■ **What is expected**
Nothing but the pictures should be left out when the entries below are duplicated.

┌──

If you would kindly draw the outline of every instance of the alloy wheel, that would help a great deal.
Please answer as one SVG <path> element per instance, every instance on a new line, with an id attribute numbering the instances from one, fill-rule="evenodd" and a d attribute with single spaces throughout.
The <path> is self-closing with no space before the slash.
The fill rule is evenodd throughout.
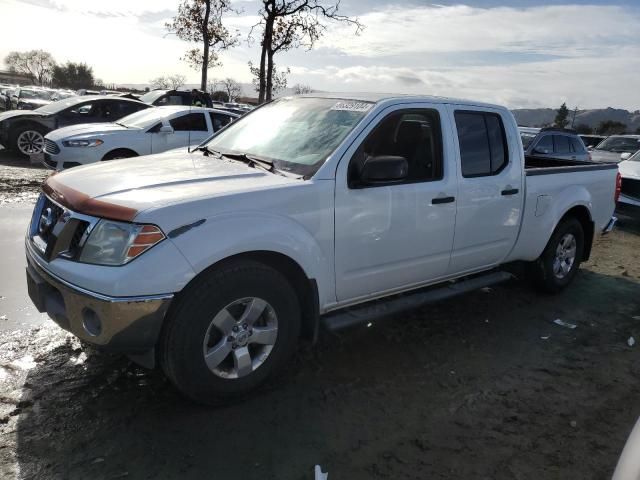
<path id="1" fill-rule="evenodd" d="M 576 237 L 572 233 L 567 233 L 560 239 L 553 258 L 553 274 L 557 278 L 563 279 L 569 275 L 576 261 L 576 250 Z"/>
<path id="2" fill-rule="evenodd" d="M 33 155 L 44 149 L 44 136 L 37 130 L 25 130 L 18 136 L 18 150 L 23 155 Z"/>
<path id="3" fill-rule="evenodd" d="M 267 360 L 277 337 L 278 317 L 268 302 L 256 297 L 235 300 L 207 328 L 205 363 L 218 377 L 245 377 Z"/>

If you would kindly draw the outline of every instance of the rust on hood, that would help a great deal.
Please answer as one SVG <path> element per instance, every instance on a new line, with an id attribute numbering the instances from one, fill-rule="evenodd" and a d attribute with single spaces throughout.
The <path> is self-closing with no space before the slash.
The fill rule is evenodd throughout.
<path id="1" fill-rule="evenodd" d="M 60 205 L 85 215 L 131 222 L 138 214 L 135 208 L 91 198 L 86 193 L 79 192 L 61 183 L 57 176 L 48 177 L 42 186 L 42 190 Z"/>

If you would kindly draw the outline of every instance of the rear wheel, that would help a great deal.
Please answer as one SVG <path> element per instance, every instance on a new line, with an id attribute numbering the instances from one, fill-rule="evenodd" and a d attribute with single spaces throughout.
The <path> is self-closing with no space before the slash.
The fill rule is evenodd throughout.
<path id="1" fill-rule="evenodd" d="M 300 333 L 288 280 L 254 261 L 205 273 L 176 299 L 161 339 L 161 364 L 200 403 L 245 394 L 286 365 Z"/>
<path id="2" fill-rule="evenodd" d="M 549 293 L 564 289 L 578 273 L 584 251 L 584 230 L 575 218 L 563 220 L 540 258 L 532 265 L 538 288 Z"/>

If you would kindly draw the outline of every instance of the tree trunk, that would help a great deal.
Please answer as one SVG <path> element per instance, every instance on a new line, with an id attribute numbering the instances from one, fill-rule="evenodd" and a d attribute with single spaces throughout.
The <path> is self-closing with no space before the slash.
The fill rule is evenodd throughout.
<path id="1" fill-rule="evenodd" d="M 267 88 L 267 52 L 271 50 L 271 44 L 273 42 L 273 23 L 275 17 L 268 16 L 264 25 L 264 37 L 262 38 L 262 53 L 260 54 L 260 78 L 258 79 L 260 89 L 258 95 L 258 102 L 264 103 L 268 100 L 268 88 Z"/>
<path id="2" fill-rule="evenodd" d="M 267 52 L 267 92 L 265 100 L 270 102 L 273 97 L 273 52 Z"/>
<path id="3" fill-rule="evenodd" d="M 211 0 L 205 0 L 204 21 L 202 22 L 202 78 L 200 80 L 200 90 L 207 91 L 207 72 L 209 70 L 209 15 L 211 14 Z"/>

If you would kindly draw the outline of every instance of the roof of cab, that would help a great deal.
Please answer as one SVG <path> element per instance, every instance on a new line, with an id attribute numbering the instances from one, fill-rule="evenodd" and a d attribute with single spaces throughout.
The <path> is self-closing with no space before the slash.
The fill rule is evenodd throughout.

└──

■ **Solution to this exercise**
If you would kindly draw the outline of every instance of the alloy wheel, that would help a great deal.
Please answer as one SVG <path> element per instance, every instance on a new line, with an id attribute numbering the instances from one, fill-rule="evenodd" and a d attribute with single spaces throughout.
The <path> is self-closing with no space before the slash.
The fill rule is evenodd throughout.
<path id="1" fill-rule="evenodd" d="M 576 237 L 572 233 L 567 233 L 560 239 L 553 258 L 553 274 L 557 278 L 563 279 L 569 275 L 576 261 L 576 250 Z"/>
<path id="2" fill-rule="evenodd" d="M 33 155 L 44 149 L 44 136 L 37 130 L 25 130 L 18 136 L 18 150 L 23 155 Z"/>
<path id="3" fill-rule="evenodd" d="M 267 360 L 277 337 L 278 317 L 268 302 L 256 297 L 235 300 L 207 328 L 205 363 L 218 377 L 245 377 Z"/>

If you would kindly draw the outline of every instance of the rust on hood, that would help a great deal.
Please answer as one SVG <path> element per instance, every instance on a new line, with an id attribute numbering the instances from one, fill-rule="evenodd" and a d attribute with single spaces throughout.
The <path> is self-closing with no space before the slash.
The fill rule is evenodd throughout.
<path id="1" fill-rule="evenodd" d="M 60 205 L 85 215 L 131 222 L 138 214 L 135 208 L 91 198 L 86 193 L 79 192 L 61 183 L 57 176 L 48 177 L 42 186 L 42 190 Z"/>

If you would kindly draw the outline of every instance of the rear wheel, that would help a great deal.
Please answer as one SVG <path> element per instance, every instance on a new line, with an id attribute numbering the instances from one, fill-rule="evenodd" and a d attribute with single spaces throughout.
The <path> is self-closing with no space before the slash.
The fill rule is evenodd throughout.
<path id="1" fill-rule="evenodd" d="M 300 333 L 288 280 L 254 261 L 205 273 L 176 299 L 161 339 L 161 364 L 200 403 L 245 394 L 286 365 Z"/>
<path id="2" fill-rule="evenodd" d="M 549 293 L 564 289 L 578 273 L 584 251 L 584 230 L 575 218 L 563 220 L 540 258 L 532 265 L 538 288 Z"/>

If you would kindly draw the outline of every instance of the tree trunk, that would help a great deal.
Please answer as one SVG <path> element per instance, every instance on a new line, with an id attribute numbering the instances from one, fill-rule="evenodd" and a d attribute with single spaces throughout.
The <path> is self-closing with no space before the slash.
The fill rule is evenodd throughout.
<path id="1" fill-rule="evenodd" d="M 267 88 L 267 52 L 271 50 L 271 44 L 273 42 L 273 23 L 275 17 L 268 16 L 264 25 L 264 37 L 262 38 L 262 53 L 260 54 L 260 78 L 258 79 L 260 89 L 258 95 L 258 102 L 264 103 L 268 100 L 268 88 Z"/>
<path id="2" fill-rule="evenodd" d="M 267 52 L 267 92 L 265 100 L 270 102 L 273 97 L 273 52 Z"/>
<path id="3" fill-rule="evenodd" d="M 211 0 L 205 0 L 204 21 L 202 22 L 202 78 L 200 80 L 200 90 L 207 91 L 207 72 L 209 70 L 209 15 L 211 14 Z"/>

If you would kindly draw the outline of every instance of the roof of cab, that would help a great deal.
Please answer as one SVG <path> element per instance, every instance on a new line, with an id attribute numbering the instances from one, fill-rule="evenodd" and a d attribute with single spaces throughout.
The <path> is self-closing with no space before the slash.
The fill rule is evenodd throughout.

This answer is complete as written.